:: TESTO DA LEGGERE ::

Risoluzione N. 152/E, Fusione enti diversi dalle società


Roma, 15 aprile 2008

OGGETTO: Istanza di Interpello /2007 - Articolo 11, Legge 27 luglio 2000, n. 212. - DPR n 917/1986 – Art. 174 – Fusione enti diversi dalle società

Con istanza presentata in data 4 Dicembre alla competente Direzione Regionale del ….. e da questa trasmessa alla scrivente corredata del relativo parere, la società in oggetto indicata ha chiesto, ai sensi dell'articolo 11 della legge n. 212/2000, la corretta interpretazione delle norme tributarie in materia di imposte dirette, di IVA, nonché dell'imposta di registro, in relazione ad un'operazione di fusione per incorporazione.

Quesito

L'Ente di culto "ALFA", con sede in ……, in via ………, ha intenzione di portare a termine l'unificazione tra l'Ente medesimo e l'Ente di culto "BETA", con sede in ……, via ……; unificazione peraltro già autorizzata dai competenti organi della Santa Sede.

:::
:: INFORMAZIONI ESTRATTE ::

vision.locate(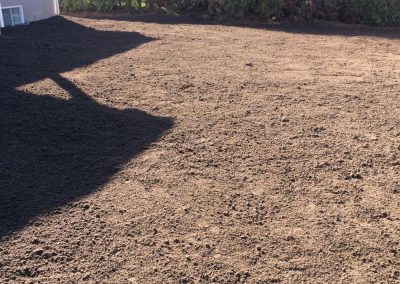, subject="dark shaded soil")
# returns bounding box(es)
[0,14,400,283]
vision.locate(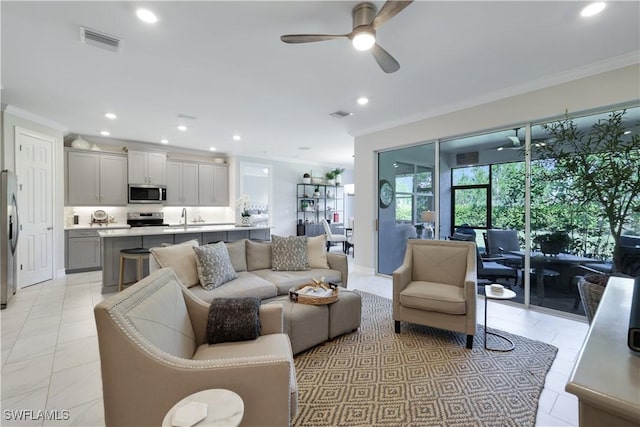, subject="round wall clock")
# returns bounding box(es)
[379,179,393,209]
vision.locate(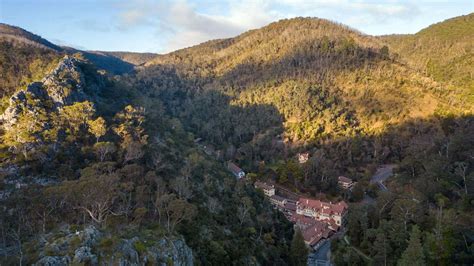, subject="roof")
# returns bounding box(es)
[270,195,286,202]
[227,162,242,174]
[337,175,352,183]
[254,181,275,190]
[296,198,349,215]
[283,202,296,212]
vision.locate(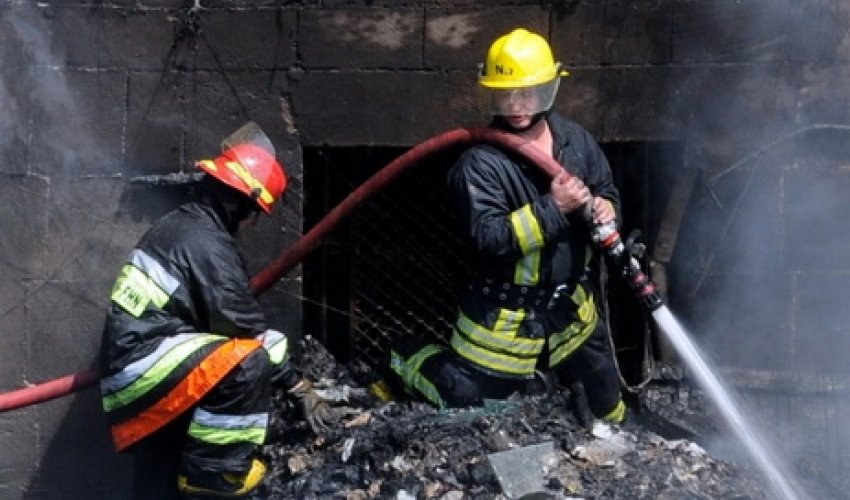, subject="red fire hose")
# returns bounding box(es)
[0,128,564,413]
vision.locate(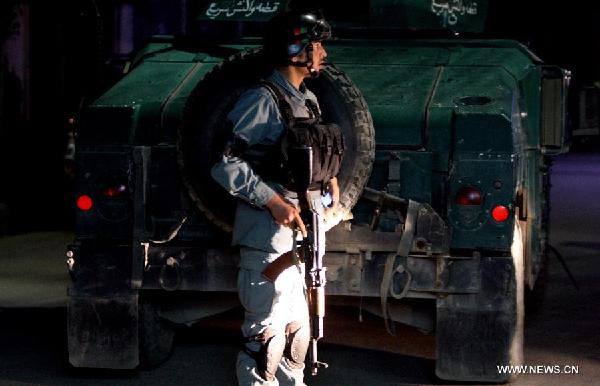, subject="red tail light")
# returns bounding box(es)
[102,184,127,198]
[456,186,483,205]
[492,205,510,222]
[77,194,94,211]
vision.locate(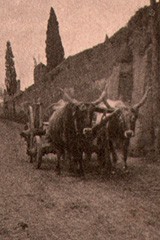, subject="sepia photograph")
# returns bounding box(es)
[0,0,160,240]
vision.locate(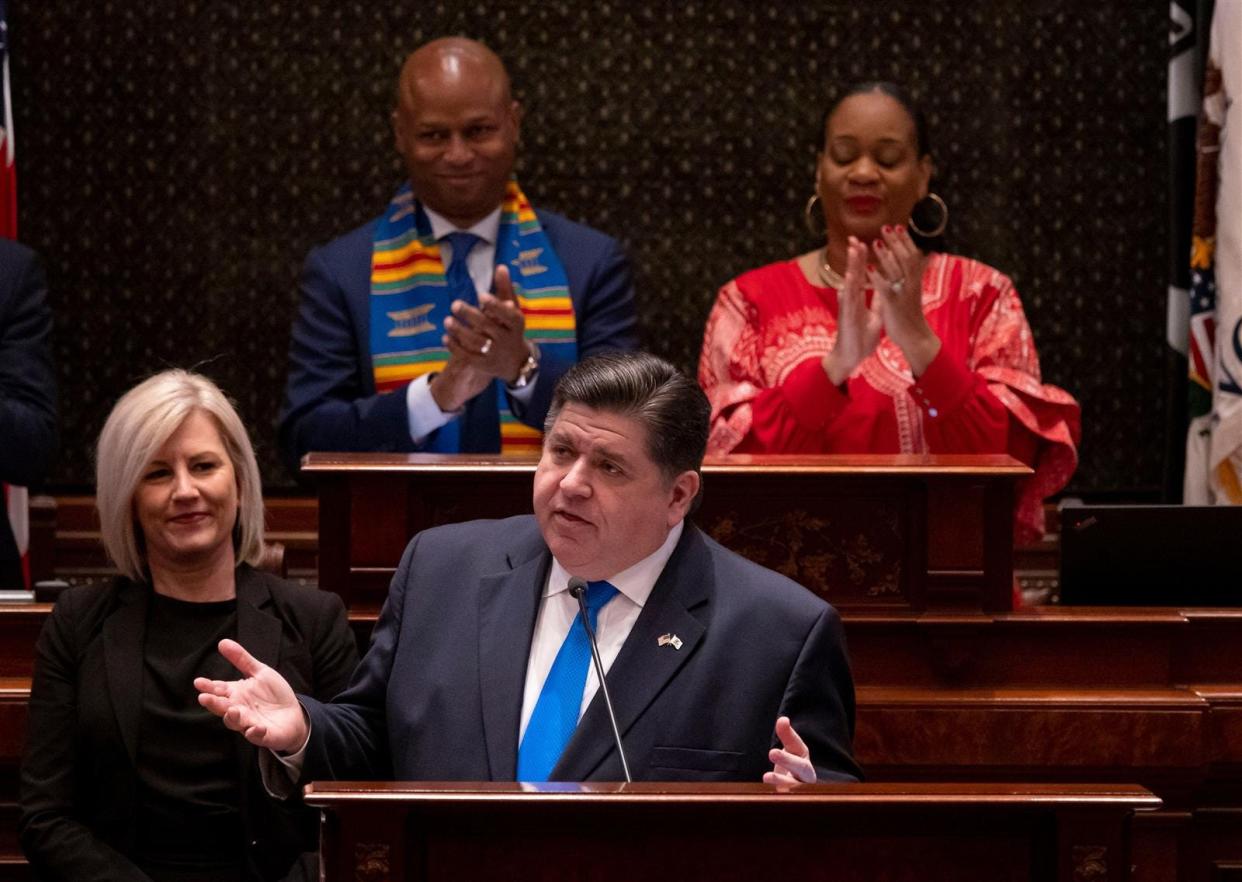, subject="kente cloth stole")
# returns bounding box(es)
[370,180,578,453]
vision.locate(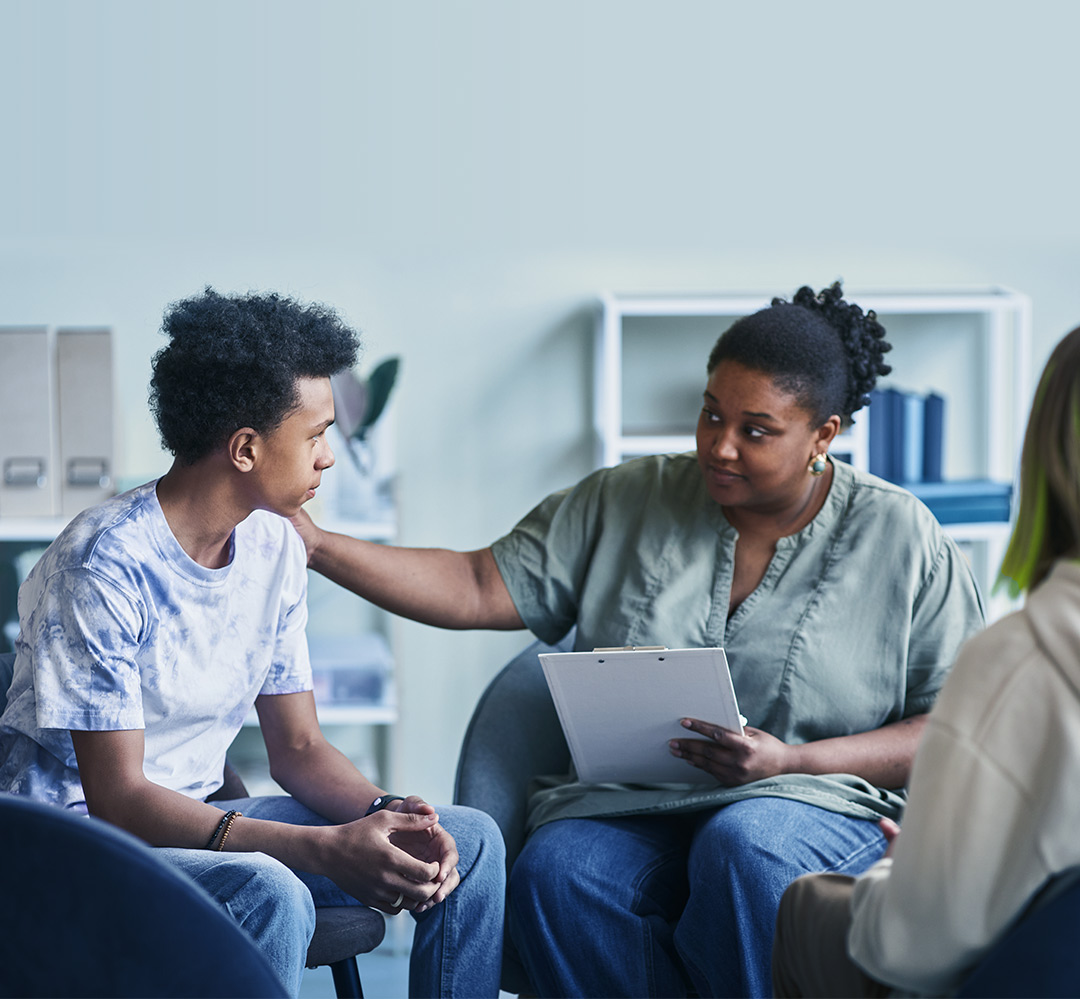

:::

Restituisci senza alcuna modifica il passo della risoluzione sulla fusione tra enti che va da "OGGETTO: Istanza di" a "della Santa Sede.".

OGGETTO: Istanza di Interpello /2007 - Articolo 11, Legge 27 luglio 2000, n. 212. - DPR n 917/1986 – Art. 174 – Fusione enti diversi dalle società

Con istanza presentata in data 4 Dicembre alla competente Direzione Regionale del ….. e da questa trasmessa alla scrivente corredata del relativo parere, la società in oggetto indicata ha chiesto, ai sensi dell'articolo 11 della legge n. 212/2000, la corretta interpretazione delle norme tributarie in materia di imposte dirette, di IVA, nonché dell'imposta di registro, in relazione ad un'operazione di fusione per incorporazione.

Quesito

L'Ente di culto "ALFA", con sede in ……, in via ………, ha intenzione di portare a termine l'unificazione tra l'Ente medesimo e l'Ente di culto "BETA", con sede in ……, via ……; unificazione peraltro già autorizzata dai competenti organi della Santa Sede.